→ **Goal of the exercise**: The records below need to be restated word for word.

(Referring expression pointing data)

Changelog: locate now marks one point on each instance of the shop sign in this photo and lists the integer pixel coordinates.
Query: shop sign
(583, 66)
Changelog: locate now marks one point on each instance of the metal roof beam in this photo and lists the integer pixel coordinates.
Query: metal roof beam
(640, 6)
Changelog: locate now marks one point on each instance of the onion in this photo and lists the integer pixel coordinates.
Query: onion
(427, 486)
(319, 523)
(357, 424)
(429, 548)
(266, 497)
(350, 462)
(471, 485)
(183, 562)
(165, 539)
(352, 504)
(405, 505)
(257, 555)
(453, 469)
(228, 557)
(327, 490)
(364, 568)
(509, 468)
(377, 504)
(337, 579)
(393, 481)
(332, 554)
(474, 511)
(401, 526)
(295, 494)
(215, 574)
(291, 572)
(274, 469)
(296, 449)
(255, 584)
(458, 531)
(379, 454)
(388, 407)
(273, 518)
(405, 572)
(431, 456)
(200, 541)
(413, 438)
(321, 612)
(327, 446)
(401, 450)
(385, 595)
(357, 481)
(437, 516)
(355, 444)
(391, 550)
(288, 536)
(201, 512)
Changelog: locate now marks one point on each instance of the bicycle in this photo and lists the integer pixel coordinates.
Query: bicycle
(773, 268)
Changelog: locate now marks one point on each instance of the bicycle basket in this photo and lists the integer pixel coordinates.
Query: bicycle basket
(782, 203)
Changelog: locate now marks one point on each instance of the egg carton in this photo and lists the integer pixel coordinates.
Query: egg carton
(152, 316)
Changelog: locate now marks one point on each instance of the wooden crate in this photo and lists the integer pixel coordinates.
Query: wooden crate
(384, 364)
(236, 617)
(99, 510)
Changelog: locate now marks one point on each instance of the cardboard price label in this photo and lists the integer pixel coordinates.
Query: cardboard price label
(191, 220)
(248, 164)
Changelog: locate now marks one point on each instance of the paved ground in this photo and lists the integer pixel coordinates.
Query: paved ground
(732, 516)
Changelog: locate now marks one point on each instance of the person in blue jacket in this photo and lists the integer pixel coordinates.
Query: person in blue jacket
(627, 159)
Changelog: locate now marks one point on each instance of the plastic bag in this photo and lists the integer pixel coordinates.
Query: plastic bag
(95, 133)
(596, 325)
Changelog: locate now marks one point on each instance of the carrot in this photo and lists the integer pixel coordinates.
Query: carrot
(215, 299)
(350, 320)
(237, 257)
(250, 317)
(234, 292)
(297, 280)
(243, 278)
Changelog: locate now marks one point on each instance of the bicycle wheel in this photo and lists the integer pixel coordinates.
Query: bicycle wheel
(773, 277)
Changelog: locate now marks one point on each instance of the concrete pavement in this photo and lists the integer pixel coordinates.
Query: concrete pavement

→ **Solution below**:
Changelog: locate now marks one point on each instance of the shop sign in this photo and lists the integer pixel coordinates.
Query: shop sign
(583, 66)
Changelog: locate now marks one point on each instance of the metal roof beam in this photo and lists the integer pixel coordinates.
Query: metal roof beam
(640, 6)
Changelog: locate now marks one point on each instance of the onion in this photo and lists the integer pixel coordinates.
Query: onion
(427, 486)
(319, 523)
(357, 424)
(429, 548)
(266, 497)
(350, 462)
(471, 485)
(183, 562)
(165, 539)
(352, 504)
(405, 505)
(257, 555)
(453, 469)
(228, 557)
(327, 490)
(364, 568)
(509, 468)
(377, 504)
(337, 579)
(393, 481)
(332, 554)
(474, 511)
(401, 526)
(295, 494)
(215, 574)
(291, 572)
(274, 469)
(296, 449)
(255, 584)
(458, 531)
(379, 454)
(388, 407)
(273, 518)
(405, 572)
(431, 456)
(200, 541)
(413, 438)
(321, 612)
(327, 446)
(401, 450)
(385, 595)
(357, 481)
(437, 516)
(355, 444)
(391, 550)
(288, 536)
(201, 512)
Changelog: locate now marks one point on each instance of the bicycle in this photo and lists the integer pixel coordinates.
Query: bicycle
(773, 268)
Changelog: locate now marks one point on each instance of the bicycle basket in this photo and lists the integer pixel coordinates.
Query: bicycle basket
(782, 203)
Changelog: locate now marks one point on each instance of the egg carton in this photo and lists the integer pixel coordinates.
Query: egg carton
(152, 316)
Changelog: locate now marks one point on each instance of the wooden crate in this photo and lists the integer pixel coordinates.
Query: wooden crate
(384, 364)
(236, 617)
(99, 510)
Changelog: locate now marks one point on each instance of the cardboard price label in this photo and lists the integer pixel coordinates.
Query: cardboard price label
(191, 220)
(248, 164)
Changelog: locate now marks one point on each instance of the paved ground in this photo and lists the integer pixel coordinates.
Query: paved ground
(732, 516)
Changelog: locate now marks one point on each instance of the person in blue jacket in this photo and lists the integer pixel coordinates.
Query: person in blue jacket
(627, 159)
Changelog: locate now marks one point on each instance of the plastic bag in this photo and lists the integer pixel coordinates.
Query: plastic bag
(95, 133)
(596, 325)
Changelog: locate now marks one point on each instance of the carrot in this photo and lists the integer pixel coordinates.
Query: carrot
(215, 299)
(350, 320)
(237, 257)
(250, 317)
(234, 292)
(297, 280)
(243, 278)
Changelog: locate now marks one point on each instance of the bicycle wheel in this photo and lists the integer pixel coordinates.
Query: bicycle wheel
(773, 277)
Changelog: locate now marks one point on each instance of the concrete pavement in this photo and lists the integer pixel coordinates.
Query: concrete pavement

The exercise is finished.